### Aim of the exercise
Leave out the pictures and copy the remaining records exactly.

### Listing
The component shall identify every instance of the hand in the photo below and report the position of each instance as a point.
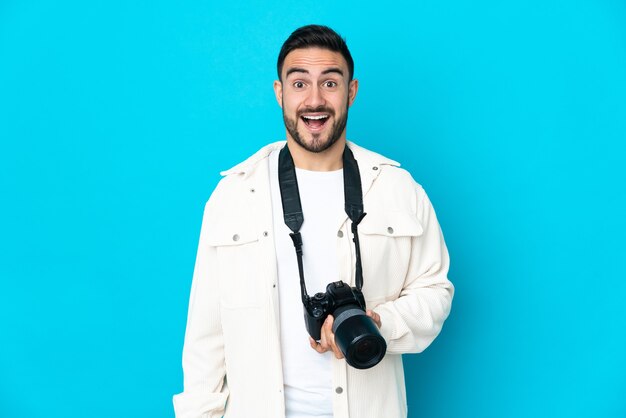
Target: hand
(375, 317)
(327, 340)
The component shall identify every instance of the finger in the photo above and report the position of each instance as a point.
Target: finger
(315, 345)
(330, 337)
(324, 339)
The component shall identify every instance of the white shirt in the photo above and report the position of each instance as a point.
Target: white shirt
(307, 374)
(232, 355)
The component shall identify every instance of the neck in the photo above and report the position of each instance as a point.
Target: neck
(330, 159)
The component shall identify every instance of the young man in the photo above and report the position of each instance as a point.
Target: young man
(247, 350)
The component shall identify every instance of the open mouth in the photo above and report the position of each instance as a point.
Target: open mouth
(315, 122)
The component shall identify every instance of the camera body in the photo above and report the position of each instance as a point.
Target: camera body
(356, 334)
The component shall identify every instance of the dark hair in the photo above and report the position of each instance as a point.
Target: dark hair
(312, 36)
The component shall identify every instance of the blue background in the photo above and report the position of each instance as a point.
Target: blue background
(116, 117)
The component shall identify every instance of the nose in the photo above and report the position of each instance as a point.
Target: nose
(315, 97)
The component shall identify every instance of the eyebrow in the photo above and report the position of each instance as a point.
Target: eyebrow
(292, 70)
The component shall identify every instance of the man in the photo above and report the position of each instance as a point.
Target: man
(247, 351)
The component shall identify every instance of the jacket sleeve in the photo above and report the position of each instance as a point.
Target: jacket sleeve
(412, 321)
(205, 392)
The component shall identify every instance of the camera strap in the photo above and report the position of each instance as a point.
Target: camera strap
(292, 208)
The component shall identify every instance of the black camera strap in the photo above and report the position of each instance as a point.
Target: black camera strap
(292, 208)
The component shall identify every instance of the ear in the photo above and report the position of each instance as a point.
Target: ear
(278, 91)
(353, 88)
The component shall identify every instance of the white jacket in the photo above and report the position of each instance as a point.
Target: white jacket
(231, 356)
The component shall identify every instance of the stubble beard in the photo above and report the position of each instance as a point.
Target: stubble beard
(317, 144)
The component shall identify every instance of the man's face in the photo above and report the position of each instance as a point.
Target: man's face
(315, 94)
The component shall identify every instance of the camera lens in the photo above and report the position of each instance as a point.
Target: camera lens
(358, 337)
(365, 349)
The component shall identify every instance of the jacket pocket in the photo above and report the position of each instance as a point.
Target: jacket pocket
(238, 267)
(386, 238)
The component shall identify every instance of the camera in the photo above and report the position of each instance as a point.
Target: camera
(356, 334)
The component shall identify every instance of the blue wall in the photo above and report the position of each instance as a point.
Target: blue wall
(116, 117)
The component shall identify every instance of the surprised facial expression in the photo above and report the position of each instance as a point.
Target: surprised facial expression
(315, 94)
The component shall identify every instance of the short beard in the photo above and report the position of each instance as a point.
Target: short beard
(317, 145)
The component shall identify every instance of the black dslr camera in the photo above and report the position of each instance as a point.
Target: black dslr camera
(356, 334)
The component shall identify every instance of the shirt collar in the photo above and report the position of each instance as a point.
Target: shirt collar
(368, 160)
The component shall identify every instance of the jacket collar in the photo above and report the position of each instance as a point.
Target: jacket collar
(368, 161)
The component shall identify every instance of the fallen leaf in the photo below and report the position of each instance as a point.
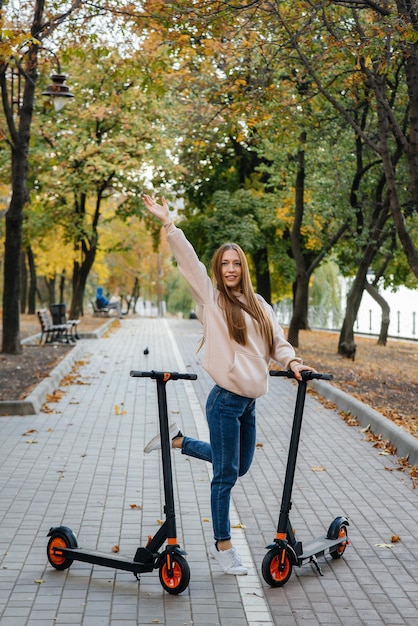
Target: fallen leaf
(238, 525)
(29, 432)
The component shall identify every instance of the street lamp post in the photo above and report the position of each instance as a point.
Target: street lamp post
(17, 84)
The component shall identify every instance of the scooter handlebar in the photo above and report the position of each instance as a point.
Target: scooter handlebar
(162, 375)
(306, 374)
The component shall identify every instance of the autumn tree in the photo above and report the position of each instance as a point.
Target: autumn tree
(98, 153)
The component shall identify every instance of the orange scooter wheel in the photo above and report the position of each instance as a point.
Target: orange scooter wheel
(339, 550)
(59, 539)
(272, 573)
(176, 580)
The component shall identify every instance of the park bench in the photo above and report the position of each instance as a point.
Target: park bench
(99, 312)
(53, 332)
(59, 316)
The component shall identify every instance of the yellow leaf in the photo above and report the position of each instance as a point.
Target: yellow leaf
(239, 525)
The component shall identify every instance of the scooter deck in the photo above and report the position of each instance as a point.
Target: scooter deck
(106, 560)
(320, 546)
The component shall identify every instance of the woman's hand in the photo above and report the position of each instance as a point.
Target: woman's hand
(297, 368)
(160, 211)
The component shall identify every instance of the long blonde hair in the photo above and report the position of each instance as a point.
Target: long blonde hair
(233, 307)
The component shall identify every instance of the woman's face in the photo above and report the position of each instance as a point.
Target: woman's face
(231, 269)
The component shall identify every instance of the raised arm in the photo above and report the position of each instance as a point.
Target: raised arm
(161, 211)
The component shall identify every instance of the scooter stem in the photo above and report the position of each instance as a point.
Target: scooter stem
(286, 504)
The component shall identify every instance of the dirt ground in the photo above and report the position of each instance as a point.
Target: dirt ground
(19, 374)
(384, 377)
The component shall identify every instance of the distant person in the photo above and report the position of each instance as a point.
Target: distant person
(104, 303)
(241, 335)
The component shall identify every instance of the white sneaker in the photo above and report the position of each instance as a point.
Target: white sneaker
(229, 560)
(155, 443)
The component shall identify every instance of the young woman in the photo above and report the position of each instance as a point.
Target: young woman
(241, 335)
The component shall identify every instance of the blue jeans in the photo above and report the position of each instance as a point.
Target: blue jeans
(231, 421)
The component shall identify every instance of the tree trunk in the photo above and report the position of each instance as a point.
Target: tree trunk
(262, 274)
(62, 286)
(299, 319)
(32, 282)
(346, 344)
(12, 251)
(23, 282)
(19, 142)
(80, 275)
(384, 326)
(50, 285)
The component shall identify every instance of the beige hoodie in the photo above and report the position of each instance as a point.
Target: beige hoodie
(240, 369)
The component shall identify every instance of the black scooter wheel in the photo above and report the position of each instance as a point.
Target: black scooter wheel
(62, 537)
(180, 578)
(270, 569)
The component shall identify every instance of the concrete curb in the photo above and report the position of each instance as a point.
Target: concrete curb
(406, 444)
(33, 403)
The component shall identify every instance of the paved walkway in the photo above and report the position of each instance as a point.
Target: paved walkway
(82, 465)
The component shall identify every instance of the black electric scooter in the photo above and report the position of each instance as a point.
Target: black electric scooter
(173, 568)
(286, 551)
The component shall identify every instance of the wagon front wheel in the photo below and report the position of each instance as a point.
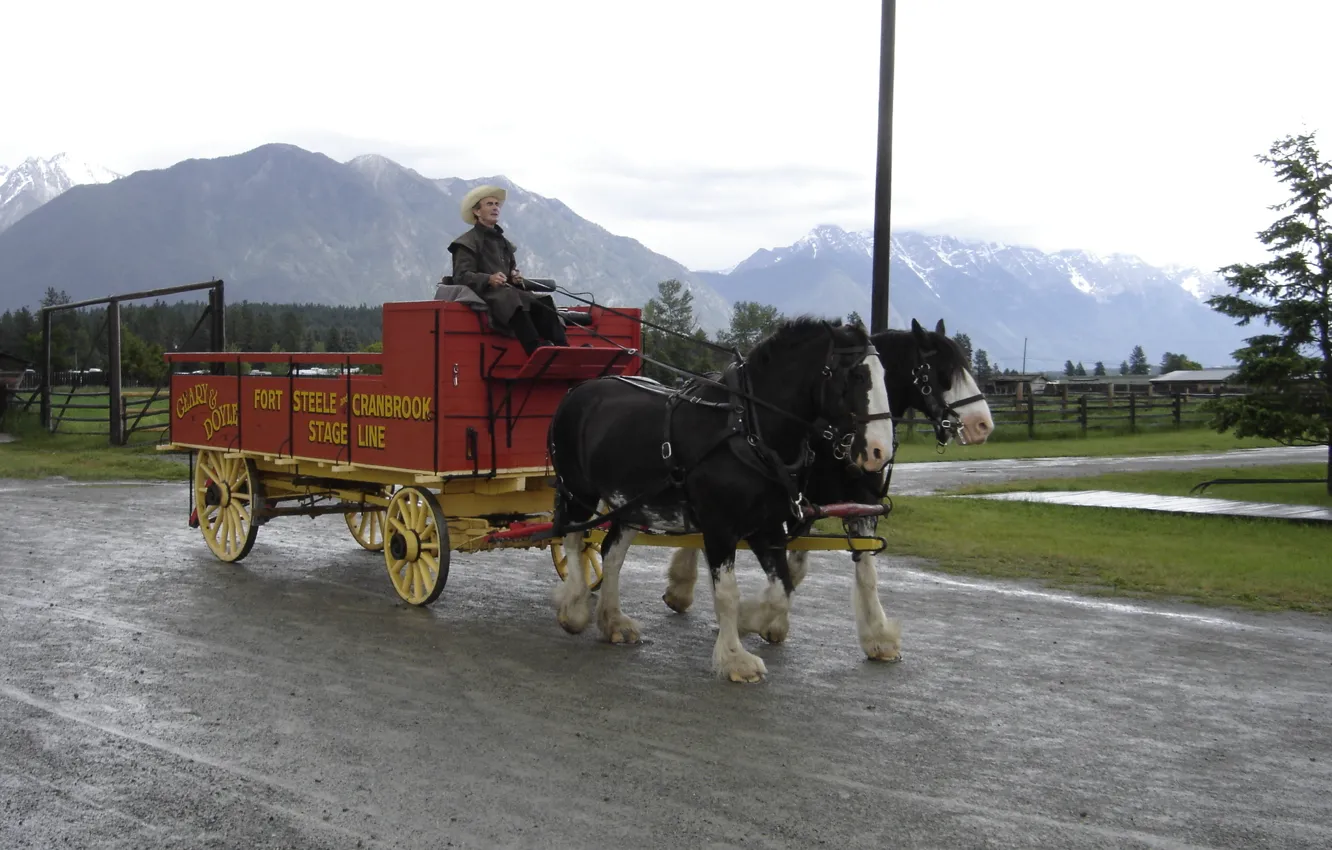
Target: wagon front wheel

### Response to this task
The component shall identify every instance of the hand in the photo below and report the position of each instance as a point.
Target: hand
(375, 317)
(327, 340)
The component shall identify every instance of the finger in the photo above and report the position of each instance as a point.
Target: finger
(315, 345)
(330, 337)
(324, 339)
The component shall identify every instance of the white shirt in the photo above and report the position of each instance as a point.
Target: white shirt
(307, 374)
(232, 355)
The component shall identify every instance of the neck in the photo above and report the position of each instance as a point.
Target: neck
(330, 159)
The component shall identify every instance of the young man in the photo above and report the position of each instance as a point.
Target: young man
(247, 350)
The component shall identify every instance of the open mouth in the photo above and report the position of each instance as a point.
Target: open mouth
(315, 122)
The component shall identify every instance of the camera body in the photo above and report the position of each instance as a point.
Target: camera body
(356, 334)
The component shall identify every instance of the dark hair in the photo above and report the position of each instance as a point.
Target: dark hair
(312, 36)
The component shall identify every instance of the blue background in the photo above and report the position of each instance as a point.
Target: blue background
(116, 117)
The component shall identify every instance of the nose in the photo above and report the position of each instance as a point.
Target: nose
(315, 97)
The component shall identify every instance of the eyebrow in the photo above and report the position of each instance as a point.
Target: eyebrow
(292, 70)
The component shall identify every instance of the man in the photo above and report the position of each instance as a point.
Target: man
(247, 351)
The component shall identify every instance of the jacket sleeve in the photo above and report the position of each instance as a point.
Target: jacket sleeve
(412, 321)
(205, 392)
The component shall identify every instance of the camera strap in the photo above and report the position of each instance as a point.
Target: camera strap
(292, 208)
The component shall identify every instance of the black camera strap in the photo above and report the position of each instance as a point.
Target: black camera strap
(292, 208)
The component shall identify every instance of the ear in the photo above and report the position of each instance as a point.
Target: ear
(278, 91)
(353, 88)
The component shall identify every instance of the white jacket in the photo above and report the position of each instance as a point.
Target: white jacket
(231, 356)
The component shall identify every instance of the stubble beard in the photo above and report the position of each instance as a point.
Target: stubble beard
(317, 144)
The component shall identify every instance of the man's face in the photo above and report the position of each instance as a point.
Target: man's face
(315, 94)
The component shall identify every instance of the camera lens in the photo above and report the position of each instance as a point.
Target: camera lens
(358, 337)
(365, 349)
The component shall identify every instance of the jacket pocket in the photo above and report the position of each instance as a point.
Target: jacket pocket
(238, 267)
(386, 238)
The component shall identify every instance of the camera in the photo above and report the position of each instance as a point.
Target: camera
(356, 334)
The component shall identify every instance of the blue wall in the photo above and report the position of each instance as a point.
Target: blue wall
(116, 117)
The component shall identify every instance of the surprised facial expression in the photo above and report the position of each instance as a point.
Target: surprised facial expression
(315, 94)
The component shall identify every instance of the short beard in the photo above and report the position of each instance as a point.
Target: short beard
(317, 145)
The component shall identify every instance of the black dslr camera in the photo above and report the position of each instance as a point.
Target: black dslr camera
(356, 334)
The component shall identify every instance of the shirt collar in the photo above and report the position of each instance as a point.
Target: shirt collar
(368, 160)
The component shall identify every instance of the jacket collar in the photo above and report the position of each instance as a point.
Target: jacket collar
(368, 161)
The component shall identify every instance of the fallen leaf in the photo below and report the position of each instance as a point.
Target: fallen leaf
(238, 525)
(29, 432)
The component shall identify every instance of the street lamp post in the photo above and report the position of each instance as a point.
Target: street lamp post
(17, 84)
The component shall identify every instance of the scooter handlebar in the photo above and report the position of each instance as a point.
Target: scooter handlebar
(162, 375)
(306, 374)
The component shall identify every instance of the autumn tree in the photo above and report the position of each instance as a point.
Target: autumn tree
(98, 153)
The component shall identify every instance of the orange scooter wheel in the photo above and report the position of each instance as a point.
Target: orange scooter wheel
(339, 550)
(59, 539)
(272, 573)
(176, 580)
The component shall identify every instance of the park bench in the photo above and report the position of each instance as a point.
Target: park bench
(99, 312)
(53, 332)
(59, 316)
The component shall identify every instance of the yellow leaf in the photo above and report the position of each instance as a point.
Target: yellow leaf
(239, 525)
The component shall identify every instance of the scooter deck in the photo above and report the position of each instance as a point.
Target: scooter deck
(106, 560)
(320, 546)
The component shall identify every instance of the woman's hand in the photo above and report the position of each instance as a point.
Target: woman's hand
(297, 368)
(160, 211)
The component shall identify every instance of the long blonde hair in the photo above and report the position of each instance as a point.
Target: long blonde hair
(233, 307)
The component shall identify every instance of the woman's face in the photo above and report the position of each instance as a point.
Target: woman's face
(231, 269)
The component shall identify every instance of the raised arm in the photo above and report the position of each instance as a point.
Target: raised arm
(161, 211)
The component shall identify every instance of the scooter stem in the photo above and report the position of each instance as a point.
Target: scooter stem
(286, 504)
The component shall identify every instance of the dirt ground in the photo above and report the position of each instance as a point.
Target: dirt ground
(19, 374)
(384, 377)
The component shall identify every instance of the distant person in the photo above and report the position of each instance as a point.
Target: distant person
(104, 303)
(241, 335)
The component shall identify every instance of the white sneaker in the photo above and report the position of each instance as a point.
Target: white sneaker
(229, 560)
(155, 443)
The component shall identify every instance of the young woman in the photo above and report the position of each instance as a point.
Target: young woman
(241, 335)
The component shall identify every instance of the blue jeans in the photo above and report the position of each instance as a point.
Target: blue jeans
(231, 421)
The component shall identify every instance of the tree trunk in the photo above and report the position of each instance as a point.
Target: tree trunk
(262, 274)
(62, 286)
(299, 319)
(32, 282)
(346, 344)
(12, 251)
(23, 282)
(19, 142)
(80, 275)
(384, 326)
(50, 285)
The component shall identify every instance of the beige hoodie in the photo above and report the position of each instance as a point.
Target: beige hoodie
(240, 369)
The component shall identify every instance of the black scooter wheel in the photo above and report the position of each instance as a point.
Target: black scooter wheel
(62, 537)
(180, 578)
(270, 569)
The component shall identify every instance of the concrete curb in the photo above and report the position of each instance as a point.
Target: concrete curb
(406, 444)
(33, 403)
The component shall identify every instance of the paved walkway in the photo above and report the position of each instance as a point.
Target: paved walkway
(82, 465)
The component shall identify every instance of the black electric scooter in the photo above and report the position of each instance as a point.
Target: black electric scooter
(173, 568)
(286, 551)
The component shall identify every instance of the wagon front wheel in the photo below and report the position of each instance as a point.
Target: wagon front wheel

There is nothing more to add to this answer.